WORK REQUIRED:
Return all lines of the data in which the string "hair" occurs.

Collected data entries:
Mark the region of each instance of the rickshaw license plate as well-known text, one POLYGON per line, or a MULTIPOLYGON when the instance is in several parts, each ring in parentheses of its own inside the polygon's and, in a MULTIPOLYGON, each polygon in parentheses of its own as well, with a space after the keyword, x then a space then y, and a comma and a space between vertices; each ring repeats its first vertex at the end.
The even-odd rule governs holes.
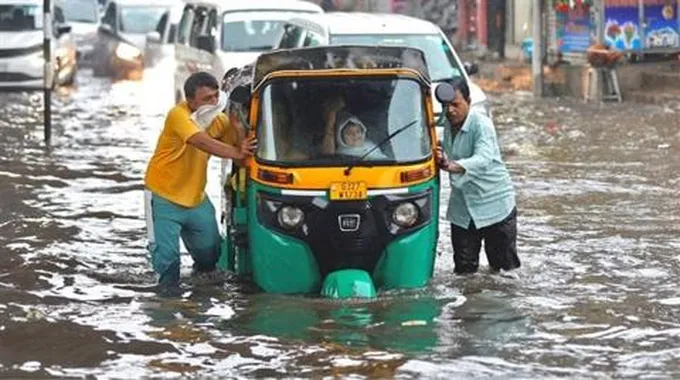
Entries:
POLYGON ((331 184, 332 201, 353 201, 368 198, 366 182, 334 182, 331 184))

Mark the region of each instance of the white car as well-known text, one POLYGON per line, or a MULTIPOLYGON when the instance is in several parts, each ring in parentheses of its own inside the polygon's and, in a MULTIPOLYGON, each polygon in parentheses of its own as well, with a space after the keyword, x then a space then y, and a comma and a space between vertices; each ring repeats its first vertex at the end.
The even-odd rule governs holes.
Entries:
MULTIPOLYGON (((52 85, 70 84, 77 71, 76 45, 61 6, 52 6, 52 85)), ((0 89, 44 88, 43 38, 42 0, 0 0, 0 89)))
POLYGON ((271 50, 283 22, 323 9, 302 0, 185 0, 175 44, 175 100, 184 99, 184 81, 194 72, 216 78, 271 50))
POLYGON ((97 0, 62 0, 61 3, 78 49, 78 64, 89 66, 99 27, 99 3, 97 0))
MULTIPOLYGON (((483 107, 491 115, 489 103, 479 86, 469 78, 477 66, 461 62, 451 42, 435 24, 400 14, 360 12, 329 12, 304 15, 286 22, 277 49, 291 49, 318 45, 400 45, 417 48, 425 54, 432 91, 437 82, 456 77, 464 78, 470 87, 472 106, 483 107)), ((436 118, 442 107, 433 104, 436 118)), ((442 136, 442 125, 437 134, 442 136)))

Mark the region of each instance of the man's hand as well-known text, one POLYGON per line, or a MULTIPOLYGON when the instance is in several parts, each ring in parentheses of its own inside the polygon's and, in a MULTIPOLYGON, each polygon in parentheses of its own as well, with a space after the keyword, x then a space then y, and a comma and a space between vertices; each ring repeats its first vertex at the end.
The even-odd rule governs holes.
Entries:
POLYGON ((241 145, 239 146, 239 153, 242 155, 241 158, 252 156, 255 152, 255 149, 257 149, 257 139, 255 136, 243 139, 243 141, 241 141, 241 145))
POLYGON ((437 159, 437 163, 439 164, 439 166, 442 169, 446 170, 445 169, 446 164, 449 162, 449 159, 448 159, 448 157, 446 157, 446 153, 444 153, 444 149, 442 148, 442 146, 437 145, 434 153, 435 153, 435 158, 437 159))
POLYGON ((463 174, 465 173, 465 168, 458 165, 456 161, 449 161, 448 172, 455 174, 463 174))
POLYGON ((446 156, 446 153, 444 152, 444 149, 441 145, 437 145, 437 148, 435 149, 435 158, 437 159, 437 163, 442 170, 456 174, 465 173, 464 167, 458 165, 456 161, 449 161, 449 158, 446 156))

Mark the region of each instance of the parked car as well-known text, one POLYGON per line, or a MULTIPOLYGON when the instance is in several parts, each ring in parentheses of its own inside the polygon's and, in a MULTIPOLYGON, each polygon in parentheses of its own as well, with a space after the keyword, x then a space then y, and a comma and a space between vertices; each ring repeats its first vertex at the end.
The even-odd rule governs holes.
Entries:
POLYGON ((175 59, 177 25, 182 18, 183 9, 182 3, 173 6, 163 13, 156 29, 147 33, 144 48, 144 67, 153 67, 161 61, 175 59))
POLYGON ((62 6, 78 49, 78 64, 90 66, 99 27, 99 3, 97 0, 62 0, 62 6))
POLYGON ((217 78, 233 67, 253 62, 271 50, 283 22, 305 13, 322 13, 302 0, 185 0, 178 26, 175 57, 175 100, 184 99, 184 81, 198 70, 217 78))
POLYGON ((156 29, 173 0, 110 0, 102 15, 93 50, 93 74, 137 78, 144 68, 147 34, 156 29))
MULTIPOLYGON (((488 114, 491 112, 486 94, 470 80, 477 66, 461 62, 446 35, 429 21, 400 14, 359 12, 302 15, 286 22, 277 49, 317 45, 397 45, 420 49, 425 53, 433 84, 465 78, 472 104, 484 107, 488 114)), ((432 86, 432 91, 435 87, 432 86)), ((442 107, 434 102, 433 108, 438 119, 442 107)), ((441 136, 441 124, 437 131, 441 136)))
MULTIPOLYGON (((60 4, 52 5, 53 85, 71 84, 77 72, 76 45, 60 4)), ((0 88, 44 87, 43 1, 0 0, 0 88)))

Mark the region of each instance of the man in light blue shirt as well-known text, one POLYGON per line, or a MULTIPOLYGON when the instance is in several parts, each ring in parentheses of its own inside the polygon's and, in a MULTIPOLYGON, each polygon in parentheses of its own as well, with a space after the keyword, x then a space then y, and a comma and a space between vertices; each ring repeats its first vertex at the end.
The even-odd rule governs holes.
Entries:
POLYGON ((518 268, 515 190, 496 130, 482 110, 470 108, 464 80, 450 85, 454 96, 442 105, 449 123, 437 159, 451 183, 446 218, 451 222, 454 271, 477 271, 482 241, 493 271, 518 268))

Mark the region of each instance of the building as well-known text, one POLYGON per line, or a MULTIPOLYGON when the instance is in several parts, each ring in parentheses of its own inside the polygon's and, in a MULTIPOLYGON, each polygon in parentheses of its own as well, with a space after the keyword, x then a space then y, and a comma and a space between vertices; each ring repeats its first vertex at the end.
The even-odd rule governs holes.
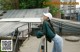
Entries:
MULTIPOLYGON (((76 0, 64 0, 63 2, 76 2, 76 0)), ((69 16, 69 19, 75 17, 74 13, 76 11, 76 5, 63 5, 62 10, 64 12, 64 16, 69 16)))

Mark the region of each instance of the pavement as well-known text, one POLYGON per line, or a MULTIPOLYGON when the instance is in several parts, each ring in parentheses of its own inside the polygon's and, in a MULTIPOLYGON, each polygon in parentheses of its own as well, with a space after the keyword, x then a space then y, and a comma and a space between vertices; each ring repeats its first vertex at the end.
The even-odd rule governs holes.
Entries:
MULTIPOLYGON (((63 52, 80 52, 80 41, 71 42, 65 40, 65 36, 63 38, 63 52)), ((19 52, 38 52, 41 44, 41 39, 37 39, 36 37, 30 37, 29 40, 25 40, 22 46, 20 47, 19 52)), ((52 52, 53 42, 48 42, 48 52, 52 52)))
POLYGON ((64 46, 63 52, 80 52, 80 40, 77 42, 66 41, 63 37, 64 46))
POLYGON ((38 52, 40 42, 41 39, 37 39, 36 37, 30 37, 29 40, 26 39, 23 42, 19 52, 38 52))

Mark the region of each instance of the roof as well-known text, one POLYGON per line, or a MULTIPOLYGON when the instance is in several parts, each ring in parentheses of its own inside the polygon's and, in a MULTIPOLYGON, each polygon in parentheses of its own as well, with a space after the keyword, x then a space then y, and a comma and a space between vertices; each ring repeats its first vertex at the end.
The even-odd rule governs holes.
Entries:
POLYGON ((32 23, 38 23, 41 22, 41 18, 4 18, 1 19, 0 22, 32 22, 32 23))
POLYGON ((0 22, 0 36, 9 35, 9 33, 13 32, 17 27, 23 24, 24 23, 19 22, 0 22))
MULTIPOLYGON (((42 17, 43 12, 48 12, 48 8, 39 9, 21 9, 21 10, 8 10, 0 18, 39 18, 42 17)), ((2 10, 0 10, 2 13, 2 10)), ((20 22, 0 22, 0 36, 7 36, 12 33, 17 27, 24 25, 20 22)), ((24 31, 27 25, 19 28, 19 31, 24 31)))
MULTIPOLYGON (((7 13, 0 18, 42 17, 43 12, 48 12, 48 10, 48 8, 8 10, 7 13)), ((2 12, 2 10, 0 12, 2 12)))

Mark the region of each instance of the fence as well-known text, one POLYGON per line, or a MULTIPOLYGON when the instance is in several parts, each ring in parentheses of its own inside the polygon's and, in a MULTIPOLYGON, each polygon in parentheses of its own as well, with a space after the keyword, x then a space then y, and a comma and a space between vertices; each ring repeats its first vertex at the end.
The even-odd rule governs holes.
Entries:
POLYGON ((60 34, 80 34, 80 23, 75 23, 72 21, 66 22, 66 21, 57 21, 52 20, 53 26, 55 27, 56 32, 60 34))

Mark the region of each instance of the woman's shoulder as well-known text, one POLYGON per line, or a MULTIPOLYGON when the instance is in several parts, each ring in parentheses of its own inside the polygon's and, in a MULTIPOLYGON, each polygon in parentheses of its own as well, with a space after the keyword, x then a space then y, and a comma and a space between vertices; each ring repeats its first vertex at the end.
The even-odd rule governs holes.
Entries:
POLYGON ((43 21, 43 24, 49 24, 49 22, 45 20, 45 21, 43 21))

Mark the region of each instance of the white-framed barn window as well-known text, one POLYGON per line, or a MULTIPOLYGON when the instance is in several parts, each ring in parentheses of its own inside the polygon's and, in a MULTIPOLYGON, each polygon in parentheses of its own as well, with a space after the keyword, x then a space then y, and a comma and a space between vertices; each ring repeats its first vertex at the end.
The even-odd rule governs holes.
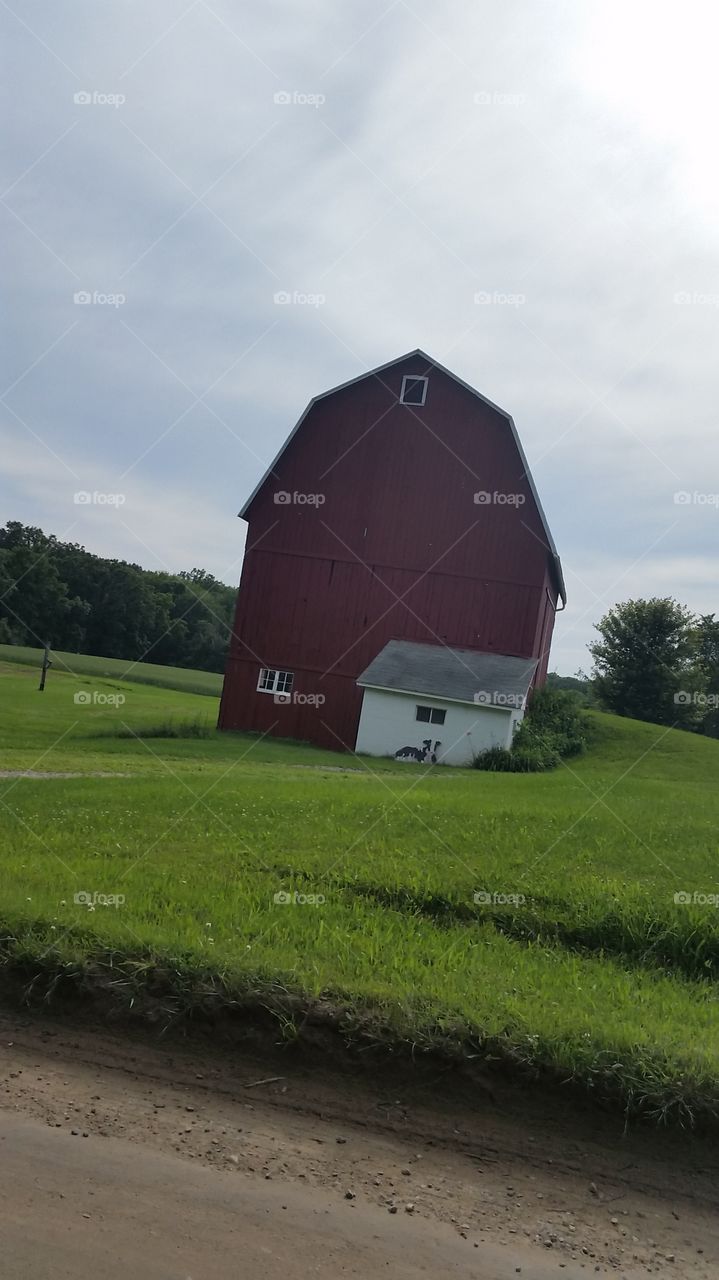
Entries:
POLYGON ((444 724, 446 715, 444 707, 417 707, 415 720, 421 720, 424 724, 444 724))
POLYGON ((277 667, 261 667, 257 681, 258 693, 292 693, 294 671, 280 671, 277 667))
POLYGON ((406 373, 402 379, 402 390, 399 393, 400 404, 412 404, 421 409, 427 399, 427 383, 429 378, 418 378, 414 373, 406 373))

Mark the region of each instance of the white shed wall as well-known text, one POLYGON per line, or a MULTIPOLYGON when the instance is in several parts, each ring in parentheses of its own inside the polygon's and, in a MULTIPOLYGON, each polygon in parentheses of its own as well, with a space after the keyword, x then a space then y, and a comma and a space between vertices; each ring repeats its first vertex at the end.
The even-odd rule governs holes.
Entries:
POLYGON ((511 746, 514 726, 522 716, 521 711, 507 707, 365 689, 355 750, 361 755, 393 756, 402 747, 421 748, 425 738, 432 739, 432 746, 439 739, 438 763, 467 765, 488 747, 511 746), (444 724, 417 720, 418 706, 443 708, 447 713, 444 724))

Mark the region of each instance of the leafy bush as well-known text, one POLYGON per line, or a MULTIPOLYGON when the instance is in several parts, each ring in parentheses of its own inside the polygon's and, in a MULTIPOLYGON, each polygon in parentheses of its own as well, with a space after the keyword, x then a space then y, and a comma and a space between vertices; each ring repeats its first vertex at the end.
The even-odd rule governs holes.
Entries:
POLYGON ((537 689, 529 711, 517 730, 512 750, 538 747, 561 758, 578 756, 586 749, 589 719, 574 693, 563 689, 537 689))
POLYGON ((515 751, 511 751, 506 747, 489 747, 477 756, 474 761, 475 769, 483 769, 485 773, 541 773, 544 769, 551 769, 555 764, 559 764, 559 757, 549 761, 549 753, 537 750, 536 747, 526 747, 515 751))
POLYGON ((472 761, 475 769, 485 773, 513 773, 512 753, 506 747, 488 747, 472 761))
POLYGON ((589 737, 589 720, 576 694, 537 689, 509 749, 490 747, 475 757, 475 769, 489 773, 544 773, 560 760, 581 755, 589 737))

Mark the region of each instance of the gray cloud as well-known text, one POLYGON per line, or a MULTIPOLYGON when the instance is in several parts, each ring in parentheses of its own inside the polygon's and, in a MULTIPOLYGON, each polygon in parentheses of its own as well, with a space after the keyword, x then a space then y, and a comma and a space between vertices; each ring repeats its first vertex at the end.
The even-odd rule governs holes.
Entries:
POLYGON ((652 7, 631 82, 613 0, 16 14, 7 516, 236 581, 235 512, 307 400, 421 346, 515 417, 566 568, 560 670, 617 599, 714 608, 701 6, 680 35, 652 7))

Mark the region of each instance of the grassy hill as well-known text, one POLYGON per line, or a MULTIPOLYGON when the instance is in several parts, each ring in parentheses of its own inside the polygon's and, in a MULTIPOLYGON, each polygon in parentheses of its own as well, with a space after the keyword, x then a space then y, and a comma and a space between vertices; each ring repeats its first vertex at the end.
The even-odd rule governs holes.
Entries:
MULTIPOLYGON (((43 650, 24 645, 0 644, 0 662, 17 662, 22 666, 42 666, 43 650)), ((190 671, 184 667, 160 667, 152 662, 126 662, 124 658, 94 658, 85 653, 60 653, 52 650, 51 671, 71 672, 79 676, 130 680, 133 684, 154 684, 161 689, 179 689, 185 693, 204 693, 219 698, 222 676, 214 671, 190 671)))
POLYGON ((594 714, 551 774, 412 768, 158 737, 216 705, 36 677, 0 666, 0 769, 82 776, 0 778, 0 957, 35 993, 168 1017, 241 999, 293 1037, 312 1008, 350 1038, 719 1115, 719 743, 594 714))

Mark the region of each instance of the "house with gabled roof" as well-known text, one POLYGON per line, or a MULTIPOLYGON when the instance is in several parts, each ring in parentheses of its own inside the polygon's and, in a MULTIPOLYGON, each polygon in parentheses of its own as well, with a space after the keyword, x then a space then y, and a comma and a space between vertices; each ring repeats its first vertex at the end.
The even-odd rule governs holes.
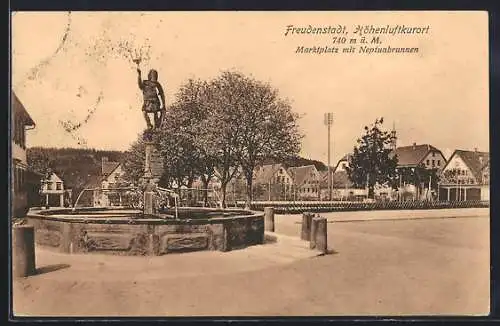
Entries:
POLYGON ((344 155, 337 162, 337 165, 335 165, 335 168, 333 169, 333 172, 347 171, 347 168, 349 167, 349 161, 350 161, 351 157, 352 157, 352 154, 346 154, 346 155, 344 155))
MULTIPOLYGON (((391 152, 391 157, 397 155, 398 165, 396 169, 413 169, 416 167, 424 167, 426 169, 436 169, 438 172, 443 169, 446 164, 446 158, 443 153, 436 147, 430 144, 419 144, 413 143, 410 146, 400 146, 395 147, 393 144, 393 150, 391 152)), ((347 167, 349 167, 350 158, 352 154, 344 155, 337 163, 335 167, 334 175, 337 175, 337 180, 341 183, 340 185, 335 185, 334 183, 334 193, 339 192, 335 191, 336 188, 346 188, 348 195, 361 196, 365 191, 363 189, 356 189, 353 187, 352 183, 348 180, 347 177, 347 167)), ((335 179, 335 177, 334 177, 335 179)), ((415 198, 419 193, 419 185, 414 184, 414 180, 404 180, 404 178, 400 179, 400 193, 410 194, 413 198, 415 198)), ((420 185, 420 188, 422 186, 420 185)), ((423 187, 425 188, 425 187, 423 187)), ((346 192, 344 191, 344 192, 346 192)), ((365 191, 366 192, 366 191, 365 191)), ((375 193, 379 197, 394 197, 395 193, 389 187, 385 187, 383 185, 377 185, 375 189, 375 193)), ((424 191, 420 194, 423 197, 429 196, 428 189, 425 188, 424 191)))
POLYGON ((292 177, 294 200, 319 200, 321 174, 314 165, 295 166, 288 168, 292 177))
POLYGON ((121 206, 121 192, 117 191, 117 196, 114 196, 112 189, 123 185, 124 174, 125 171, 120 162, 110 161, 108 157, 102 157, 100 175, 91 176, 85 184, 86 189, 92 189, 91 205, 96 207, 121 206))
POLYGON ((397 147, 392 155, 398 157, 398 168, 424 166, 427 169, 441 170, 446 164, 443 153, 430 144, 397 147))
POLYGON ((255 200, 289 200, 292 198, 293 177, 284 164, 255 167, 253 197, 255 200))
POLYGON ((45 206, 64 207, 64 181, 55 172, 45 176, 40 185, 40 194, 45 199, 45 206))
POLYGON ((448 201, 489 200, 490 153, 455 150, 444 166, 439 198, 448 201))
MULTIPOLYGON (((428 170, 436 170, 439 173, 446 165, 446 158, 443 153, 430 144, 417 145, 413 143, 410 146, 400 146, 393 150, 391 155, 397 155, 397 170, 423 167, 428 170)), ((408 197, 409 195, 414 199, 434 196, 427 180, 427 183, 415 184, 415 180, 404 179, 405 173, 400 175, 398 190, 401 196, 408 197)))

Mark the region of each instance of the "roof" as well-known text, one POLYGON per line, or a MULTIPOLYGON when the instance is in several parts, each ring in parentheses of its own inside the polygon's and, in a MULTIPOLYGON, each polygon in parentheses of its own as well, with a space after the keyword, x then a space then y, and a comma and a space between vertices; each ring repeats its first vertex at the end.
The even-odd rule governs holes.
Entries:
POLYGON ((342 161, 349 161, 349 158, 352 156, 352 154, 345 154, 340 160, 339 162, 342 162, 342 161))
MULTIPOLYGON (((458 155, 470 169, 476 180, 481 180, 481 172, 490 164, 489 152, 455 150, 451 157, 458 155)), ((451 161, 451 158, 450 158, 451 161)))
POLYGON ((61 177, 59 177, 55 172, 51 172, 48 178, 45 178, 44 181, 63 181, 61 177))
POLYGON ((429 144, 398 147, 395 151, 398 157, 398 166, 416 166, 420 164, 431 151, 441 153, 439 149, 429 144))
POLYGON ((340 165, 341 162, 349 162, 349 159, 351 158, 352 154, 351 153, 347 153, 345 154, 344 156, 342 156, 342 158, 337 162, 337 164, 334 166, 334 171, 336 171, 340 165))
POLYGON ((285 168, 283 164, 267 164, 255 169, 255 183, 268 183, 279 169, 285 168))
POLYGON ((102 162, 101 174, 103 176, 110 175, 111 173, 113 173, 114 170, 116 170, 116 168, 119 165, 120 165, 120 162, 110 162, 110 161, 102 162))
POLYGON ((102 177, 99 175, 90 176, 84 188, 101 188, 102 177))
POLYGON ((481 171, 485 170, 485 169, 489 169, 490 168, 490 158, 489 158, 489 153, 488 153, 488 159, 486 161, 484 161, 483 159, 483 166, 481 166, 481 171))
POLYGON ((302 185, 306 180, 310 179, 311 173, 314 176, 319 178, 321 175, 318 173, 318 169, 314 165, 304 165, 304 166, 295 166, 288 168, 288 172, 290 176, 293 178, 293 182, 296 185, 302 185))
POLYGON ((14 91, 12 91, 11 95, 12 95, 11 96, 11 98, 12 98, 11 105, 12 105, 13 110, 21 113, 24 116, 24 120, 25 120, 26 125, 34 126, 35 122, 31 118, 31 116, 29 115, 28 111, 26 111, 26 108, 21 103, 21 101, 17 97, 16 93, 14 91))

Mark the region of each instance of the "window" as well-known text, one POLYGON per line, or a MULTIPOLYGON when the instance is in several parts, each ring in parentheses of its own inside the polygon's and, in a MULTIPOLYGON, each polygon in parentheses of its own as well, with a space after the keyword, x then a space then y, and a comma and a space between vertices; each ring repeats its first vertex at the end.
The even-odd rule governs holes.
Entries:
POLYGON ((47 182, 47 190, 52 190, 52 182, 47 182))
POLYGON ((425 162, 425 164, 426 164, 426 165, 429 165, 429 160, 427 160, 427 161, 425 162))
POLYGON ((435 152, 432 152, 432 157, 436 156, 436 153, 435 152))
POLYGON ((56 190, 61 190, 62 189, 62 183, 58 182, 56 183, 56 190))
POLYGON ((342 163, 342 169, 344 169, 344 170, 345 170, 345 168, 346 168, 346 164, 345 164, 345 163, 342 163))
POLYGON ((438 166, 441 166, 441 160, 438 160, 438 166))
POLYGON ((432 160, 432 166, 436 166, 436 162, 432 160))

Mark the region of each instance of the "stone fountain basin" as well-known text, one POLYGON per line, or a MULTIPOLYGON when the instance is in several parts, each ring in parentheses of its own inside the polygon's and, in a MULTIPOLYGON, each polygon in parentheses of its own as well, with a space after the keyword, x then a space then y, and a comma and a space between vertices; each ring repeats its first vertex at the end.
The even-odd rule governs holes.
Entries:
POLYGON ((264 214, 242 209, 178 208, 144 216, 117 208, 29 212, 37 245, 63 253, 164 255, 229 251, 264 242, 264 214))

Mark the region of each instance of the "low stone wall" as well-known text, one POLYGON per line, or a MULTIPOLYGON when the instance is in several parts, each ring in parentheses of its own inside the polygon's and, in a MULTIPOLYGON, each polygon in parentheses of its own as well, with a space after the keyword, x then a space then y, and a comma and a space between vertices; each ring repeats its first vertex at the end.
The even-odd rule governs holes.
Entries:
MULTIPOLYGON (((64 211, 58 210, 58 214, 64 211)), ((261 213, 209 219, 86 218, 28 214, 38 245, 64 253, 164 255, 196 250, 229 251, 264 241, 261 213)))

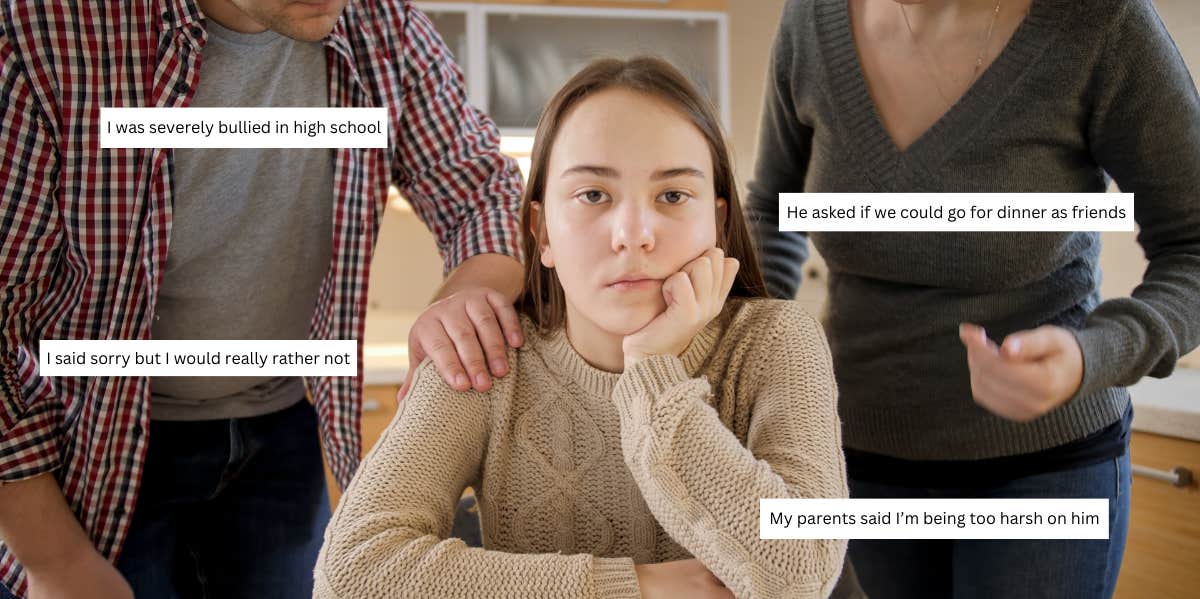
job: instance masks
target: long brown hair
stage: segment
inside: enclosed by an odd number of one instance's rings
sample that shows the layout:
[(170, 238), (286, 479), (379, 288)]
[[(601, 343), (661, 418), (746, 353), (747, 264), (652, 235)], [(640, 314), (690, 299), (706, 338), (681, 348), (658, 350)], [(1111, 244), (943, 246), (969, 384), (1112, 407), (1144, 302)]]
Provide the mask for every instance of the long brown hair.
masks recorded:
[[(525, 289), (517, 299), (517, 310), (528, 315), (538, 328), (548, 332), (566, 323), (566, 297), (554, 269), (542, 266), (538, 235), (531, 227), (533, 202), (546, 192), (546, 170), (550, 152), (564, 117), (588, 96), (605, 89), (625, 88), (665, 101), (700, 130), (708, 142), (713, 163), (716, 197), (727, 202), (724, 226), (717, 231), (717, 247), (740, 263), (730, 297), (765, 298), (766, 284), (758, 268), (754, 242), (738, 200), (733, 165), (725, 136), (712, 105), (670, 63), (650, 56), (629, 60), (596, 60), (575, 74), (546, 104), (538, 121), (530, 159), (529, 182), (521, 202), (521, 248), (525, 255)], [(539, 227), (544, 231), (544, 221)], [(720, 226), (720, 225), (718, 225)]]

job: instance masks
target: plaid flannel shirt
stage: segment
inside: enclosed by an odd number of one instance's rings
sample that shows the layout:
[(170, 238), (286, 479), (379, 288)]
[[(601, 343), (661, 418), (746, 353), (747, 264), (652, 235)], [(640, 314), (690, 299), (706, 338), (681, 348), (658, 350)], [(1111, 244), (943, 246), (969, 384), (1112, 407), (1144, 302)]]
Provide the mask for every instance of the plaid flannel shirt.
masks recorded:
[[(55, 472), (115, 560), (149, 427), (140, 377), (38, 374), (40, 339), (148, 339), (171, 228), (173, 154), (99, 146), (101, 106), (187, 106), (207, 39), (195, 0), (0, 3), (0, 481)], [(389, 147), (335, 151), (333, 259), (313, 339), (358, 339), (389, 183), (437, 239), (448, 271), (519, 256), (516, 164), (470, 106), (429, 20), (403, 0), (352, 0), (323, 41), (329, 106), (388, 108)], [(359, 374), (361, 375), (361, 366)], [(357, 378), (310, 378), (325, 457), (358, 465)], [(0, 546), (0, 581), (25, 577)]]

WRITTEN RESPONSE:
target: long brown hair
Provide the mask for every instance of the long brown hair.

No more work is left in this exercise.